My audio sounds fine through both my iPhone and old iPod classic 30GB. Yes, that's with lossless music. Yes, I have nice Bose headphones (yeah, got them for xmas, don't bash because of price |:c  ). Yes, I've compared it to my friends' Zen players and Zunes.


----------



## Rel (Sep 13, 2009)

To be honest, i have an Ipod touch 32GB 1st Gen, and i really didn't _just_ buy it to listen to music. I mean the sound sounds perfectly fine to me, i have no complaint to it, and i know there is better, but there is more to an ipod touch than just music. (Mainly Wifi and its a mini computer).


----------



## Hir (Sep 13, 2009)

Aden said:


> Slight audiophile here - member of What.CD, tunes speakers to rooms, checks ripping logs, yadda yadda.
> 
> My audio sounds fine through both my iPhone and old iPod classic 30GB. Yes, that's with lossless music. Yes, I have nice Bose headphones (yeah, got them for xmas, don't bash because of price |:c  ). Yes, I've compared it to my friends' Zen players and Zunes.


Oh yay another member of What.CD 

Zen players are OK but mine broke after 6 days so I don't even consider them an MP3 player, I just consider them as overpriced badly built crap. I've never tried a Zune.


----------



## Night-Leopard-800 (Sep 13, 2009)

The iPod Touch seems to have good quality. Nano... not so much...

Nextar has a very good and reliable $20 1GB mp3 player that supports .mp3, .wma, and .wav.


----------



## Aden (Sep 13, 2009)

DarkNoctus said:


> Oh yay another member of What.CD



Nice! What's your login? Mine's "AdenZerda".



DarkNoctus said:


> Zen players are OK but mine broke after 6 days so I don't even consider them an MP3 player, I just consider them as overpriced badly built crap.



But I hear many people say that they have top sound quality.

# # # # #

#### Given problem A
In the forum thread, why does the poster who writes "I've never tried a Zune" not even count Zen players as MP3 players?
The forum thread above has no connection to the records that come next.

Stored records:
# # # # #

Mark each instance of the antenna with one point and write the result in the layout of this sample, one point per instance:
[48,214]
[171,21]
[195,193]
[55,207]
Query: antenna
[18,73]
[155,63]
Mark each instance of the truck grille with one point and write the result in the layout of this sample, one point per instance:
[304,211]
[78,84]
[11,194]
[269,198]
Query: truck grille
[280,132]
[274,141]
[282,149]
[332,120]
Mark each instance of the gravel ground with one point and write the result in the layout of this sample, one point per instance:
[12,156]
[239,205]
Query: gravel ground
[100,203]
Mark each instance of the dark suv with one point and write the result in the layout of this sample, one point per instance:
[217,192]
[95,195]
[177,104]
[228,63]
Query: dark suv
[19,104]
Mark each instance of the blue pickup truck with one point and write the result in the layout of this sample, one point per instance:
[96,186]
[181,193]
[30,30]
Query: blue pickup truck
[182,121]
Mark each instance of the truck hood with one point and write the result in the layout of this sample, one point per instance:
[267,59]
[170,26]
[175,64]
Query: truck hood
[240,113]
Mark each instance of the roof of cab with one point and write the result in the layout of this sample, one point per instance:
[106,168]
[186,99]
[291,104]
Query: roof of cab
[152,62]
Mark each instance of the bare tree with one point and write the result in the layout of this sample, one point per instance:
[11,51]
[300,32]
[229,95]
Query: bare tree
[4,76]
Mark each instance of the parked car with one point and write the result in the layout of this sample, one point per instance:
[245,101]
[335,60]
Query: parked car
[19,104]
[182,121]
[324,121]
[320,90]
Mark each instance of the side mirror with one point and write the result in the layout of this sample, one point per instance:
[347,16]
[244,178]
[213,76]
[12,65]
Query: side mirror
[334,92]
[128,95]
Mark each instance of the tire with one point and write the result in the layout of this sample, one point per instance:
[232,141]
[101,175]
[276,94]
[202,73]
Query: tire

# # # # #

#### Given problem B
Count the lines in the records that contain the string "tree", treating uppercase and lowercase as different, and give only the number.

#### Complete output A
That poster's Zen player broke after 6 days. Because of this, the poster sees Zen players as overpriced, badly built crap rather than real MP3 players.

#### Complete output B
2